* [Problem details]: Reproduce all of the material word for word.
— Begin Extracted material —
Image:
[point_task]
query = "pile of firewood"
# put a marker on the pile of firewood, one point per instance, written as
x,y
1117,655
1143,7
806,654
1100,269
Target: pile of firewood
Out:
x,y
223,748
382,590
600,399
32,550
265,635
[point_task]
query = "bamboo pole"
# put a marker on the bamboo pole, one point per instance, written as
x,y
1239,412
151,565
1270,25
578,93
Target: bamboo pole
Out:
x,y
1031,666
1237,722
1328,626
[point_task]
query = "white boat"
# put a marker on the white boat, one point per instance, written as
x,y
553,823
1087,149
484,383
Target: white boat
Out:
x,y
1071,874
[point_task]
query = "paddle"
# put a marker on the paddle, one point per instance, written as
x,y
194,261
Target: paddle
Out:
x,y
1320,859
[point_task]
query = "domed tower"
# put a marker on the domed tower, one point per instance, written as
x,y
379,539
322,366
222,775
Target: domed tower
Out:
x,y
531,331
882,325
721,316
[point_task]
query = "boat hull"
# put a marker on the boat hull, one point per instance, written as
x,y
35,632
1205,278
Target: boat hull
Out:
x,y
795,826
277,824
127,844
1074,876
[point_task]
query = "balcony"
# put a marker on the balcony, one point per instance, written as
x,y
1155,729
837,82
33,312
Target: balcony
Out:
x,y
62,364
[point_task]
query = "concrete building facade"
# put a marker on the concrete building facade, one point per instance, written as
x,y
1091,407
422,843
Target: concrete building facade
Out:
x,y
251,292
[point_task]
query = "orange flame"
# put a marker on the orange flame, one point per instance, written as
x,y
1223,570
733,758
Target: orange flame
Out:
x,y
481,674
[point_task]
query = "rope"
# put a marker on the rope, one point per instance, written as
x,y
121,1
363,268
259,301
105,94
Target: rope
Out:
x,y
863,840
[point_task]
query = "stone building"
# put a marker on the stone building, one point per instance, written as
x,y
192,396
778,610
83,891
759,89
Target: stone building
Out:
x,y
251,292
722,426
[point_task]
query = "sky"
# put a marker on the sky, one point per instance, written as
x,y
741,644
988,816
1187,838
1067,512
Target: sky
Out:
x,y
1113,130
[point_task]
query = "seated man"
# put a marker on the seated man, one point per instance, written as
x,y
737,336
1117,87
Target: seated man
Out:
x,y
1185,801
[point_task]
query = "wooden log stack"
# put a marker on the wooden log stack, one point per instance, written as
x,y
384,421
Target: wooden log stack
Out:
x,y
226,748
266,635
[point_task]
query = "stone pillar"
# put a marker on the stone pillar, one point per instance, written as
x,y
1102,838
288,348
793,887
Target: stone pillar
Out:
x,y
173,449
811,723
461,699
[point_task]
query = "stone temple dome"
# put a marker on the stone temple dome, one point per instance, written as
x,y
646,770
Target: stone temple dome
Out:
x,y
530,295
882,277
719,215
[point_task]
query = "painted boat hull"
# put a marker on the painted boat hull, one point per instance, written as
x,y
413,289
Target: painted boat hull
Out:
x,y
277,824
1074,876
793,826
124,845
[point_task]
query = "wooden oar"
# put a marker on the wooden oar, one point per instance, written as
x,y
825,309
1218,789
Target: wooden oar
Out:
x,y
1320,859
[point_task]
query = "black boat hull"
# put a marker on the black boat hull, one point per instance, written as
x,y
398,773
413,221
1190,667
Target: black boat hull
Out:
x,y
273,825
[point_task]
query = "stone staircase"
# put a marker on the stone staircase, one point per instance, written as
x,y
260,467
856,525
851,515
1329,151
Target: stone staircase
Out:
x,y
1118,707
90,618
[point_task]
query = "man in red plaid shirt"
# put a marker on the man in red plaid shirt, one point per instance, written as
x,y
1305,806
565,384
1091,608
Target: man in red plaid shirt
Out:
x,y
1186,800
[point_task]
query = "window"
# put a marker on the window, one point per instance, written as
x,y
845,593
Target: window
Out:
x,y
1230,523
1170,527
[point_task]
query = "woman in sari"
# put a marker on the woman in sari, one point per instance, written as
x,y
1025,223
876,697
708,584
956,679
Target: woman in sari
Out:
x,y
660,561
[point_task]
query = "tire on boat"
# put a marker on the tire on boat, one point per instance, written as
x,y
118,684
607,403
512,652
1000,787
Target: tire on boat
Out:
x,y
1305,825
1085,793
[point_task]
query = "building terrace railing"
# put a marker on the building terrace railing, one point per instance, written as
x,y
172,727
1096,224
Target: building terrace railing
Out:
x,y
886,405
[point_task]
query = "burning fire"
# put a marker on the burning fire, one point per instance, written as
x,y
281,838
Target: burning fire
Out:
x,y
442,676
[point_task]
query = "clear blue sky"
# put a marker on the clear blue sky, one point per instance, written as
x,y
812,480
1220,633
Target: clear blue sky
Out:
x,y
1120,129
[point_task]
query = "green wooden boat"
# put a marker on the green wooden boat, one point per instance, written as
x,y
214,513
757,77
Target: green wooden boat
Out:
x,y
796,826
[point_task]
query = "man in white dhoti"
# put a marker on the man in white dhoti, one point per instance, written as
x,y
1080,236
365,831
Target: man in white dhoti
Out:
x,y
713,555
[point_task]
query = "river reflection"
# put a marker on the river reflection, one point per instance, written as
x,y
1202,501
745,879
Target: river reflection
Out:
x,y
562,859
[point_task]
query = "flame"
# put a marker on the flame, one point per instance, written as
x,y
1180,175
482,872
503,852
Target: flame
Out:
— End Extracted material —
* [In response]:
Image:
[point_task]
query = "pile of firewood"
# put a marker on the pile of firewood, one point per instance, written as
x,y
1117,655
1143,7
806,654
1100,269
Target: pile of firewood
Out:
x,y
223,748
382,590
600,399
32,550
265,635
[point_task]
query = "bamboo pole"
# put a marker on the bamboo pole, one point per instance, written as
x,y
1239,412
151,565
1270,25
578,93
Target: bamboo pole
Out:
x,y
1031,666
1237,722
1328,626
[point_task]
query = "white boat"
# put a marker on the white boat, one point per instance, written as
x,y
553,823
1087,149
484,383
Target: white boat
Out:
x,y
1071,874
[point_task]
query = "paddle"
# put a marker on the paddle, one point per instance, written as
x,y
194,261
Target: paddle
Out:
x,y
1320,859
[point_task]
query = "domed tower"
# put a marker on the domed tower, one point per instance, written as
x,y
379,539
322,366
222,775
Target: domed tower
Out:
x,y
531,331
882,325
721,316
[point_task]
query = "boat hull"
# put a marker on the boat hull, one point per instance, written as
x,y
35,632
1205,278
Target: boat hull
Out:
x,y
795,826
277,824
127,844
1074,876
[point_task]
query = "balcony"
# put a marker on the balcony, one point per instance, written as
x,y
1155,729
837,82
33,312
Target: balcony
Out:
x,y
62,364
[point_task]
query = "concrete building facade"
# put a marker on the concrete building facade, one point per instance, written as
x,y
1091,407
422,843
Target: concrete building facade
Out:
x,y
251,292
[point_task]
query = "orange flame"
# put a marker on the orange flame, one point per instance, written as
x,y
1223,570
733,758
Target: orange flame
Out:
x,y
481,674
[point_task]
query = "rope"
# put a marker on the rope, one point per instance, written as
x,y
121,1
363,268
259,301
105,94
Target: rope
Out:
x,y
863,840
[point_task]
query = "stone building"
# put a marker on the stone building, one point per instance, written as
x,y
192,396
778,610
83,891
759,89
Target: stone building
Out:
x,y
251,292
722,426
[point_task]
query = "sky"
# put a marker on the sky, one point per instance, written as
x,y
741,644
988,816
1187,838
1067,512
Target: sky
Out:
x,y
1113,130
[point_task]
query = "seated man"
# put a marker on the seated man, one point per instance, written as
x,y
737,336
1117,87
Target: seated man
Out:
x,y
1185,801
[point_task]
query = "wooden log stack"
# put a marker on the wooden log stack, one point per instance, written as
x,y
384,421
Target: wooden log stack
Out:
x,y
226,748
266,635
[point_task]
query = "stone pillar"
# put a marker on the stone pillar, one point per instance, written as
x,y
1102,838
288,348
793,887
Target: stone pillar
Out:
x,y
173,449
811,723
461,699
[point_task]
query = "stone temple dome"
# put a marker on the stone temple dome, one point per instance, written as
x,y
646,770
Target: stone temple dome
Out:
x,y
530,295
882,277
719,215
[point_task]
query = "painted boat hull"
# put a marker on the painted boat hull, one point per instance, written as
x,y
413,289
Target: painted boat hull
Out:
x,y
277,824
1074,876
793,826
124,845
[point_task]
query = "wooden oar"
# put a marker on the wooden oar, one point per instance, written as
x,y
825,309
1218,789
Target: wooden oar
Out:
x,y
1320,859
[point_task]
query = "black boat hull"
# put a marker on the black boat hull, one point per instance, written as
x,y
398,773
413,221
1190,667
Target: black boat hull
Out:
x,y
273,825
[point_task]
query = "stone staircase"
# put a marker on the stone staircase, one point per instance, written as
x,y
260,467
856,525
851,515
1329,151
Target: stone staircase
Out:
x,y
1118,707
90,618
[point_task]
query = "man in red plaid shirt"
# put a marker on the man in red plaid shirt, one point per instance, written as
x,y
1305,806
565,384
1091,608
Target: man in red plaid shirt
Out:
x,y
1186,800
[point_task]
query = "window"
# put a marker on the window, one point per instance, written as
x,y
845,593
Target: window
Out:
x,y
1230,523
1170,527
[point_task]
query = "woman in sari"
# put a marker on the woman in sari, one point per instance, written as
x,y
1025,223
876,697
708,584
956,679
Target: woman in sari
Out:
x,y
660,561
[point_task]
query = "tire on boat"
# put a marker on the tire on boat, one point per instance, written as
x,y
118,684
607,403
512,652
1000,787
Target: tire on boat
Out:
x,y
1305,825
1085,793
[point_task]
query = "building terrace railing"
# put a marker on the building terrace railing, one point per instance, written as
x,y
172,727
1096,224
Target: building terrace railing
Out:
x,y
886,405
[point_task]
query = "burning fire"
# put a marker on the burning fire, one point per instance, written as
x,y
281,838
Target: burning fire
Out:
x,y
442,676
[point_task]
query = "clear blue sky"
# put a marker on the clear blue sky, one point per instance, written as
x,y
812,480
1220,633
Target: clear blue sky
Out:
x,y
1120,129
[point_task]
query = "green wooden boat"
# put a marker on the green wooden boat, one point per instance, written as
x,y
214,513
757,77
Target: green wooden boat
Out:
x,y
796,826
[point_task]
query = "man in white dhoti"
# put a marker on the man in white dhoti, one point per instance, written as
x,y
1080,236
365,831
Target: man in white dhoti
Out:
x,y
713,555
[point_task]
query = "river reflection"
# put a marker on the river reflection, one point per instance, written as
x,y
1202,501
745,879
Target: river reflection
Out:
x,y
562,859
[point_task]
query = "flame"
# put a marker on the flame, one point per instance, written as
x,y
1180,175
482,872
503,852
Target: flame
Out:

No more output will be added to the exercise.